=== TESTO DEL DOCUMENTO ===

==============================

I cinque tormentati fantasmi dell’alto castello di Mussomeli

A est del fiume Platani, 53 Km da Agrigento, 58 da Caltanissetta, l’alta roccia della storia si erge nel territorio pianeggiante della Sicilia. Ma è soltanto ad uno sguardo maggiormente attento, dal versante occidentale, che una simile qualifica diventa evidente; grazie alla struttura eroicamente abbarbicata, che si staglia contro un orizzonte distante. Una fortezza a tutti gli effetti, straordinariamente rimasta identica al suo aspetto di epoca medievale, causa la difficoltà evidente di eventuali propositi di ammodernamento. Forse un sito, antecedente all’anno Mille, che i sovrani musulmani erano soliti impiegare come piazza forte per le loro truppe di occupazione predominio, ma che successivamente alla riunione del Mezzogiorno per opera dell’antipapa Anacleto II, nel 1130, sarebbe stato trasformato in una semplice cappella religiosa. E tale sarebbe rimasto per tutta la durata del predominio degli Altavilla, degli Svevi e degli Angioini, finché successivamente alla cruenta deposizione di Carlo I, e al conseguente passaggio del nuovo regno di Trinacria sotto lo stemma degli Aragona nel 1296, l’ascendente famiglia dei Chiaramonte, che agevolò questa delicata fase di transizione dei poteri, ricevette la contea di Modica nella persona di Manfredi III. Una carica degna di essere celebrata, immancabilmente, con la costruzione di un castello, per la collocazione del quale l’esperto soldato che aveva preso parte attiva al conflitto dei Vespri, combattendo in un assedio a Lentini, scelse di progettare il più inviolabile castello che l’intera Isola avesse mai potuto conoscere; talmente imprendibile da meritarsi il nome di Nido dell’Aquila e scrutandolo dal basso, non è difficile capirne la ragione.

==============================

=== RECORD ESTRATTI ===
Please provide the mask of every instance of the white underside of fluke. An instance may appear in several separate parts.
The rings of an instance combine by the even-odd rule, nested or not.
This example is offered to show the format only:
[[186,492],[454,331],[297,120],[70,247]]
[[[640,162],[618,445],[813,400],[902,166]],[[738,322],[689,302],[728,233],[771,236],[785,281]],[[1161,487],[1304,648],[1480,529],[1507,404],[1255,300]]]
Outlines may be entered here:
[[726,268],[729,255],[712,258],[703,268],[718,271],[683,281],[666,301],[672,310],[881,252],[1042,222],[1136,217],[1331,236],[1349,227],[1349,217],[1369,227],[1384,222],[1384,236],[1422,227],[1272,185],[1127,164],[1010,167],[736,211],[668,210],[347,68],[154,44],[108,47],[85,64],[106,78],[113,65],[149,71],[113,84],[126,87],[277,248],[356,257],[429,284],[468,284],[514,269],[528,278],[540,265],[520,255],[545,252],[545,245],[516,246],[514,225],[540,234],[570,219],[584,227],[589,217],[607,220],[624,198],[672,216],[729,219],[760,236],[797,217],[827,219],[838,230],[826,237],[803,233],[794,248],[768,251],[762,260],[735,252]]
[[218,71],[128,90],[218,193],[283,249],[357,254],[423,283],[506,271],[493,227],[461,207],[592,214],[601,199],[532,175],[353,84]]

==============================

=== ISTRUZIONI DEL COMPITO ===
Elenca tutte le persone indicate per nome nel testo sul castello di Mussomeli.

=== RISPOSTA CORRETTA ===
Anacleto II
Carlo I
Manfredi III